== MATERIAL TO PROCESS ==
## BEGIN

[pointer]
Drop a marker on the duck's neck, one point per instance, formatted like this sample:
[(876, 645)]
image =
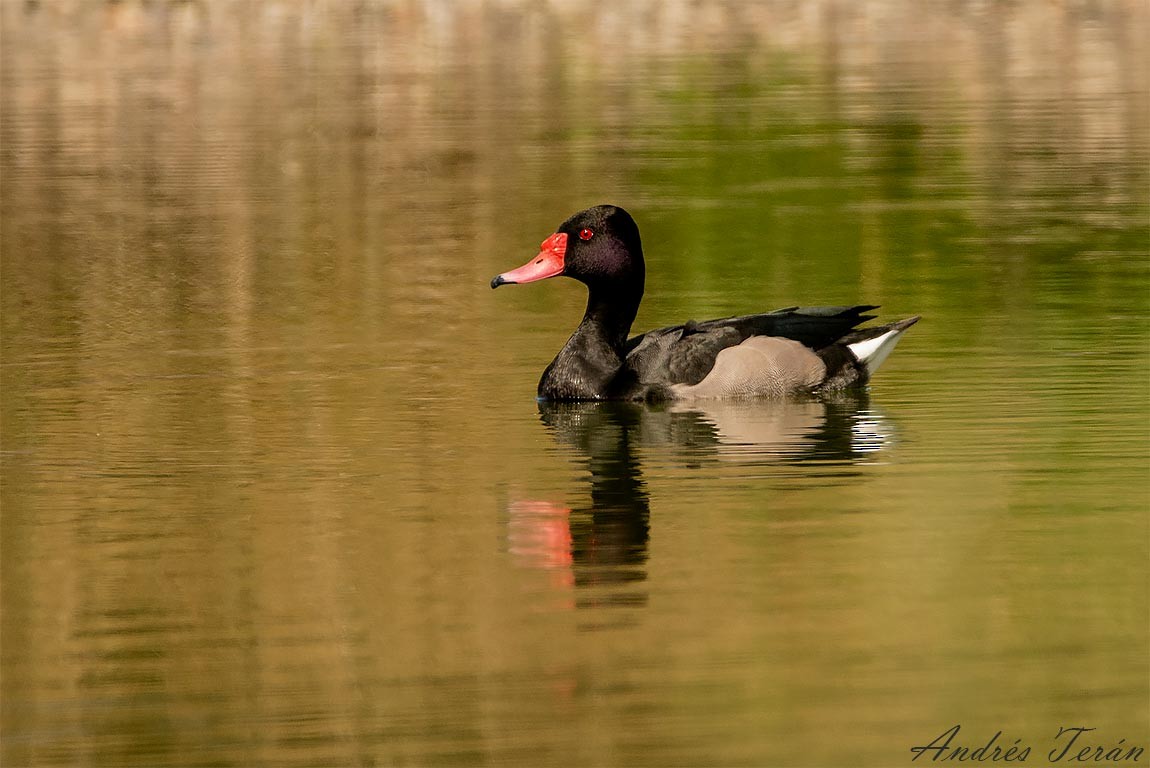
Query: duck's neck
[(595, 353), (610, 313)]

## END

== JOB ==
Set out every line of the entries above as a numbered list, skipping blank lines and leaving out the pictures.

== RESULT OF THE TASK ==
1. [pointer]
2. Drop a marker on the duck's neck, one point per instance, formatted like this sample:
3. [(876, 645)]
4. image =
5. Query: duck's neck
6. [(595, 353), (610, 313)]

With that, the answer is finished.